Fragment pliku danych:

*-*-*

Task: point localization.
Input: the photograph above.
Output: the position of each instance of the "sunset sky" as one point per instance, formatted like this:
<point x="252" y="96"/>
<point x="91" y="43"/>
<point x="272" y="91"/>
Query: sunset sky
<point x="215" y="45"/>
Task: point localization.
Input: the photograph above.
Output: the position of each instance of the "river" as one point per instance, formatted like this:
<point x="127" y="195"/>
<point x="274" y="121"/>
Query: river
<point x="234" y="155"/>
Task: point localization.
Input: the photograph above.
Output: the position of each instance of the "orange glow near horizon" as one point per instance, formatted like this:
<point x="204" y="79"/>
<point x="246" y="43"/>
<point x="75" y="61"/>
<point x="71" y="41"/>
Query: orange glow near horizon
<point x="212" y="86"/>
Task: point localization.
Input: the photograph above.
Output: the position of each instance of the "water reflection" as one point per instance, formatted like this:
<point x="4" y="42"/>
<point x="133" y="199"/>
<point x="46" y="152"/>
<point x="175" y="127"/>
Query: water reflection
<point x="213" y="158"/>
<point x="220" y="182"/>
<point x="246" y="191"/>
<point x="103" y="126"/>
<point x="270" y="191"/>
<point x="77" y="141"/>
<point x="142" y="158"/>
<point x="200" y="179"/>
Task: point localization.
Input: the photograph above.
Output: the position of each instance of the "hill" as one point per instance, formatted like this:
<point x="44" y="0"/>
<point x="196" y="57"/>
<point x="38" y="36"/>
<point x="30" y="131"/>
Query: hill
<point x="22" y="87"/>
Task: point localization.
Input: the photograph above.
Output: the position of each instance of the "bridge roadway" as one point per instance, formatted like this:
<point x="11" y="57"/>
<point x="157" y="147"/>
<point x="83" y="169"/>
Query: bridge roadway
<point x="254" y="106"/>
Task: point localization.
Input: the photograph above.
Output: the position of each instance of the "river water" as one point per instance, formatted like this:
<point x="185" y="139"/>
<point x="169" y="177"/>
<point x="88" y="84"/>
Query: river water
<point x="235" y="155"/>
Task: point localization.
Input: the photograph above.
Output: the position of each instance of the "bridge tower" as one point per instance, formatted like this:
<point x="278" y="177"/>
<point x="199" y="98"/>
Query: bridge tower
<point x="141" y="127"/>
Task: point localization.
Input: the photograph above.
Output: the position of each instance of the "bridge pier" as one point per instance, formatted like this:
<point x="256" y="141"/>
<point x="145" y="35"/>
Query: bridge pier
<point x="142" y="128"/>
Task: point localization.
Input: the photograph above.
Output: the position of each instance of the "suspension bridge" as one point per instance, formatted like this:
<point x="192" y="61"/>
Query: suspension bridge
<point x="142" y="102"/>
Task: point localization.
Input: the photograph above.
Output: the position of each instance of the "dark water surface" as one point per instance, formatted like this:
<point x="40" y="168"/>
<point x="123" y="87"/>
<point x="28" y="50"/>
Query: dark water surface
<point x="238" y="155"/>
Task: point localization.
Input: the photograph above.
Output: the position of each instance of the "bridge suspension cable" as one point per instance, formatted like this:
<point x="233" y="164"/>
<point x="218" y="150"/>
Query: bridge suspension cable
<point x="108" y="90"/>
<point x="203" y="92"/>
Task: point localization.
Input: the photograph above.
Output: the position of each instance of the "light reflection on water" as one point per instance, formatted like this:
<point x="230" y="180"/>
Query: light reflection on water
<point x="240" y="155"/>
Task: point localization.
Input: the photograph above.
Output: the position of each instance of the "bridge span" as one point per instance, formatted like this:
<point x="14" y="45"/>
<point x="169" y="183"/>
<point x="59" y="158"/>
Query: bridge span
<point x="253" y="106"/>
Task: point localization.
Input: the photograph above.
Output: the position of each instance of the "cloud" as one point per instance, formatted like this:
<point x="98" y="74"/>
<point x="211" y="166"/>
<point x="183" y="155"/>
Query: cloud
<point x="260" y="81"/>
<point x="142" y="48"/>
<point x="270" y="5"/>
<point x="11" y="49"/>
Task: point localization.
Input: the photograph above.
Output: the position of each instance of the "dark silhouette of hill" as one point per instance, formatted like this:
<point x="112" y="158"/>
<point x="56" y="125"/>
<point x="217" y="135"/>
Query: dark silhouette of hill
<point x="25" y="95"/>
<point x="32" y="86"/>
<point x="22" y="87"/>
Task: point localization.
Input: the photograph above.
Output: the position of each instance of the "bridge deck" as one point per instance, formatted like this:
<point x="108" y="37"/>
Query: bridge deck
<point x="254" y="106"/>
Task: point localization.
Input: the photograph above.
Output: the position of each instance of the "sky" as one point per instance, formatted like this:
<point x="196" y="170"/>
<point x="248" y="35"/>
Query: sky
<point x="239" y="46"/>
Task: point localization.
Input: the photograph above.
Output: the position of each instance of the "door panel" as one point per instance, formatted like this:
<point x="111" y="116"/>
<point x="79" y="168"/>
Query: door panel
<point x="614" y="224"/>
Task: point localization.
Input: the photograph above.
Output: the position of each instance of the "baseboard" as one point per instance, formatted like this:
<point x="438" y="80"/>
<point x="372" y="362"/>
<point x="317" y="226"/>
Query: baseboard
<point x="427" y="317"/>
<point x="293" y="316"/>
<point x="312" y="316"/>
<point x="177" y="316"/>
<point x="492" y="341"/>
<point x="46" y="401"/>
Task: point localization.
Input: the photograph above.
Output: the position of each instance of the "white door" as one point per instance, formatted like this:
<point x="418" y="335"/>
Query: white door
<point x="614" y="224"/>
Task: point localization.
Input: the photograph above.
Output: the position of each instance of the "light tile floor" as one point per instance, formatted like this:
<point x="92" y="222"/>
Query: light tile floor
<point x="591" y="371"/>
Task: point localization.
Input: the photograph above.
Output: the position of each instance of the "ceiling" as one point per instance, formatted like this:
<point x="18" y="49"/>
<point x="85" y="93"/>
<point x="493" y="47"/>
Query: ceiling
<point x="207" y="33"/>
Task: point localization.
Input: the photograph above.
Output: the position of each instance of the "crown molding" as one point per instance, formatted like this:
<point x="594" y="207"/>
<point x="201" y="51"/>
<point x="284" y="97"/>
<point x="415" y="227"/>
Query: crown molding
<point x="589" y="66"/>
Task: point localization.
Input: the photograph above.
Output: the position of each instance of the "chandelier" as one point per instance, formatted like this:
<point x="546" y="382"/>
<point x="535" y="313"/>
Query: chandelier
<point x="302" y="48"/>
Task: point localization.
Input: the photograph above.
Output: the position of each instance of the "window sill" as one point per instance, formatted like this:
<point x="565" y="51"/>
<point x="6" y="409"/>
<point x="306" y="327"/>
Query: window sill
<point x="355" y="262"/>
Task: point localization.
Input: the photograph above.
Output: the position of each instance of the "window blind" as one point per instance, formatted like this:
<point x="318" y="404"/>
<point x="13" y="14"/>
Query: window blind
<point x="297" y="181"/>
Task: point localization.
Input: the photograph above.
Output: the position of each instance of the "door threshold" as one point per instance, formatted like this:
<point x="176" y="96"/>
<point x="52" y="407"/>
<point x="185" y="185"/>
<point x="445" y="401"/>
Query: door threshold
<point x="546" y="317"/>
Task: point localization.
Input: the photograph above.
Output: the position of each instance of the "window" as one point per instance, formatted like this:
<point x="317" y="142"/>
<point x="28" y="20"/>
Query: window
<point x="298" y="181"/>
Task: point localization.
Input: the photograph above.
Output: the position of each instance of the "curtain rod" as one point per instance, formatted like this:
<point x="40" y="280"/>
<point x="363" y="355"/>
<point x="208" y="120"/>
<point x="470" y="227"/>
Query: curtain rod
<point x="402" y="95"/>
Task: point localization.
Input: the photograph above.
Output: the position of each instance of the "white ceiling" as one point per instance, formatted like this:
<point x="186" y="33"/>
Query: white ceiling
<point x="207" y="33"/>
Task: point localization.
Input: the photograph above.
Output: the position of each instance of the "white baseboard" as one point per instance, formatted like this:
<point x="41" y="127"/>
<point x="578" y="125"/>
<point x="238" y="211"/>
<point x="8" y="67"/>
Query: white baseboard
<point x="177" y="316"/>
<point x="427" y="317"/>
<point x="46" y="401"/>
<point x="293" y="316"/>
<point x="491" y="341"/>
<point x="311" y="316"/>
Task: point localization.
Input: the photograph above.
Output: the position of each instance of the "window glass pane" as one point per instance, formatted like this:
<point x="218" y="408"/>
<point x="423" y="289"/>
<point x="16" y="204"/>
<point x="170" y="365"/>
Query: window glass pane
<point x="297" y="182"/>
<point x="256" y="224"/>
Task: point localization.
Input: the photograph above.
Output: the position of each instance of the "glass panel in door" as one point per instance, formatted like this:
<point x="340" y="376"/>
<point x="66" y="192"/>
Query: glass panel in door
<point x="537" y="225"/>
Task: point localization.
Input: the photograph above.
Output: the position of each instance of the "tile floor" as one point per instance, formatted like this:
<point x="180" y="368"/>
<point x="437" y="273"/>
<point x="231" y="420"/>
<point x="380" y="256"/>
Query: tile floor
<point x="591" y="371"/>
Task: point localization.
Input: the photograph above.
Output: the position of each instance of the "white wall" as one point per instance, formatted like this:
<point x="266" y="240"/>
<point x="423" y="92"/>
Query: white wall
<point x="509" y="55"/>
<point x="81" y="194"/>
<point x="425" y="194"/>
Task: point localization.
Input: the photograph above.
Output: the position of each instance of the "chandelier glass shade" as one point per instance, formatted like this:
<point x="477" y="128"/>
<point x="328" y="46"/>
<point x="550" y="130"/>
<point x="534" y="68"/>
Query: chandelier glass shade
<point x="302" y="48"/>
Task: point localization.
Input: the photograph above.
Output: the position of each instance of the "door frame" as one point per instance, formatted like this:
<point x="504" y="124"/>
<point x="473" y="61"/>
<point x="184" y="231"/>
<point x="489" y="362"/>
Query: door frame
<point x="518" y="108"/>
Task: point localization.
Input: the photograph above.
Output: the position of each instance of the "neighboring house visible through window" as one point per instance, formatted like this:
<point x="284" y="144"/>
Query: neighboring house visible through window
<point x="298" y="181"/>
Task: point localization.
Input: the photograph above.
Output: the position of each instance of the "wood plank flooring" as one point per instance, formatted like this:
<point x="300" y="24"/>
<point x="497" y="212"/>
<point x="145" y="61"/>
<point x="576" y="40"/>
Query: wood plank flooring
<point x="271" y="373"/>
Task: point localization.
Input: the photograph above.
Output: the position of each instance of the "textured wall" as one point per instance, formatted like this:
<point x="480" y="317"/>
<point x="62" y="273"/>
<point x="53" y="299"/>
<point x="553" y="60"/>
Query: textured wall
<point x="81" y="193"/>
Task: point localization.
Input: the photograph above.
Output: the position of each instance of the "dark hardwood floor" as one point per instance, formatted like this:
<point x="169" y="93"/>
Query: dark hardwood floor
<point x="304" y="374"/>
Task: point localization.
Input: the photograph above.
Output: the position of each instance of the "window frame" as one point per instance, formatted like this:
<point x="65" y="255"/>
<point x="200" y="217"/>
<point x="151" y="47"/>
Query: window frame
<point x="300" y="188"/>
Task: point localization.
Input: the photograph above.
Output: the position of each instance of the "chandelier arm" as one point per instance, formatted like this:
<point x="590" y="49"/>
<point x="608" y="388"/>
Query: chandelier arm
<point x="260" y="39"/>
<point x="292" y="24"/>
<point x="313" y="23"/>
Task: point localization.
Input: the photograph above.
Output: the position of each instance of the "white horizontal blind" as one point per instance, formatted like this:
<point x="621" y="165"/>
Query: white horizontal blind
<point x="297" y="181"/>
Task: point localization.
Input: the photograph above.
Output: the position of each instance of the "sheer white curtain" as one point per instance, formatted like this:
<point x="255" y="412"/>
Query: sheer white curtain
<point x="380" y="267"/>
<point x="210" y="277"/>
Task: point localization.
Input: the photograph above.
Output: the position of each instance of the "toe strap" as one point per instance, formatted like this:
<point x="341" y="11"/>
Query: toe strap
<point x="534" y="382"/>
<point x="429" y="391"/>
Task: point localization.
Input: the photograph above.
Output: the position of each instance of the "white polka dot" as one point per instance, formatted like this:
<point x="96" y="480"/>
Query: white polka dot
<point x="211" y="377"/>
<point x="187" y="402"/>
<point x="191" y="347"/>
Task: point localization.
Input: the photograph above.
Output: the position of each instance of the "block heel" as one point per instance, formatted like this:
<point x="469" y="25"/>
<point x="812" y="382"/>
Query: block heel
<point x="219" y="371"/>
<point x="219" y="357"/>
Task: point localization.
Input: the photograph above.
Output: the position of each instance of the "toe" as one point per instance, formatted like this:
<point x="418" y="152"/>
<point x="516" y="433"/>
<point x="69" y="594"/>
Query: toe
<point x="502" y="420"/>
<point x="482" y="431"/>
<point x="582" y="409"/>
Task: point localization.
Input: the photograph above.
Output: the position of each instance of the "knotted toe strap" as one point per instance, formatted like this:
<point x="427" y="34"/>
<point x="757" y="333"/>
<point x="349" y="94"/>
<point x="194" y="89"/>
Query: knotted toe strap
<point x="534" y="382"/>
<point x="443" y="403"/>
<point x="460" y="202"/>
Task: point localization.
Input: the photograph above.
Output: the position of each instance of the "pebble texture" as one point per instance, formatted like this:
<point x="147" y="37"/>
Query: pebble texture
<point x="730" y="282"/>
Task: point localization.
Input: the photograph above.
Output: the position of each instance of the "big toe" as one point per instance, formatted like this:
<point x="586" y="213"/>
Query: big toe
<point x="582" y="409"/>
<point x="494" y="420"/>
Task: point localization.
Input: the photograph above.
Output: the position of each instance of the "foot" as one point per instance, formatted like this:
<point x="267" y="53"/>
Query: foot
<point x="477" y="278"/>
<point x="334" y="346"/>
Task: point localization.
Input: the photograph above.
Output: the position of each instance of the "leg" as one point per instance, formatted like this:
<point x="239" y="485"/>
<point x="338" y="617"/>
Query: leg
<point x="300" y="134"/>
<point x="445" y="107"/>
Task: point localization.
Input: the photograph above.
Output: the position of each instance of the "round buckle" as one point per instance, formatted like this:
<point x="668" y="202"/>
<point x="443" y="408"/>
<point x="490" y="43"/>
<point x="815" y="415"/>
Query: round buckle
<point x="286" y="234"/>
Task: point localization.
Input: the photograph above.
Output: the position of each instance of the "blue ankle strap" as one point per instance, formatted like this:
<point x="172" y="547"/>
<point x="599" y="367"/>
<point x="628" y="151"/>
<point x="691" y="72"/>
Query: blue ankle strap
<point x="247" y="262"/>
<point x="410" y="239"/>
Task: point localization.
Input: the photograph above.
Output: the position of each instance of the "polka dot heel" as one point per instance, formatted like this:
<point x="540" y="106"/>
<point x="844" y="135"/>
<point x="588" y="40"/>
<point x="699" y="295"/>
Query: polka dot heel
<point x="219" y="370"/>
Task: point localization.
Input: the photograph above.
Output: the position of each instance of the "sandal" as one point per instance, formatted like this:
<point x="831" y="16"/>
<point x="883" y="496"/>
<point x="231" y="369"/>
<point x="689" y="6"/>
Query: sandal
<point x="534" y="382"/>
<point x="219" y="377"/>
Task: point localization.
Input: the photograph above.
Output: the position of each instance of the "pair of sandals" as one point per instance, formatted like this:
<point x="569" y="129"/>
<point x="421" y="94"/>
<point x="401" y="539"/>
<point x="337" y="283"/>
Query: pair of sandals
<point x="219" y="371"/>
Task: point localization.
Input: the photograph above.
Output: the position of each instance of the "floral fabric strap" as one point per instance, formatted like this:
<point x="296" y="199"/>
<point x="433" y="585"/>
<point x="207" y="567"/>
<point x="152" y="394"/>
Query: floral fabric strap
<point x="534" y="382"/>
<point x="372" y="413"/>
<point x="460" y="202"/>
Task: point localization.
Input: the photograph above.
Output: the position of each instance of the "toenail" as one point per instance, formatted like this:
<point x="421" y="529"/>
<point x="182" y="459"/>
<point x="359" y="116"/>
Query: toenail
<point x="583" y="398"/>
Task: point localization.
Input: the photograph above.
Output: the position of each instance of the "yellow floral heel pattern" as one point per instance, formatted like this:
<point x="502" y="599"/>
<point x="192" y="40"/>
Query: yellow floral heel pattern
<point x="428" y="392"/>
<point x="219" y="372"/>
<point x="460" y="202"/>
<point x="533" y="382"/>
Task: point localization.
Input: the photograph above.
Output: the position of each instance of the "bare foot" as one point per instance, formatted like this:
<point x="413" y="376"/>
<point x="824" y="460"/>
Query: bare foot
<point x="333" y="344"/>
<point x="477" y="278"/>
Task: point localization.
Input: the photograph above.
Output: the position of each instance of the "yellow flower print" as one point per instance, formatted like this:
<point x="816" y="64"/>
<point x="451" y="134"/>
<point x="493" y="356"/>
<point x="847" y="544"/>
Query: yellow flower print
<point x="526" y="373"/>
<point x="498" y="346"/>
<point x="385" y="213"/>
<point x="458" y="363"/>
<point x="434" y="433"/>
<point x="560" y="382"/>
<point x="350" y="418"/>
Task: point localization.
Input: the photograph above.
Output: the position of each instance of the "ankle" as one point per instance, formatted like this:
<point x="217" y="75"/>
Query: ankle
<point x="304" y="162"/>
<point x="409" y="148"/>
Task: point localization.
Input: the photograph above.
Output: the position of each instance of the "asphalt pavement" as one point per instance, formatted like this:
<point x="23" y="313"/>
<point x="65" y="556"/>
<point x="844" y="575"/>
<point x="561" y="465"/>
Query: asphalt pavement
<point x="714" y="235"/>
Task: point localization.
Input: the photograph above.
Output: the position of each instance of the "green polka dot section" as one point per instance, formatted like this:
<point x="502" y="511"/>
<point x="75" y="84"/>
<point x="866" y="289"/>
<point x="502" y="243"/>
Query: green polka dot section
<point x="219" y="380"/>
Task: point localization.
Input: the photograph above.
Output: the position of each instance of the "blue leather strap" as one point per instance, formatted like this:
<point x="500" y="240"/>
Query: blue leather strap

*-*-*

Cel ▸ Zwróć bez zmian każdy wiersz powyższych rekordów, w którym występuje słowo „hill”.

Wynik ▸
Output: the position of each instance of the "hill" as one point per instance, formatted like this:
Query: hill
Output: the position of each instance of the "dark silhouette of hill" as one point per instance, formatted like this:
Query: dark silhouette of hill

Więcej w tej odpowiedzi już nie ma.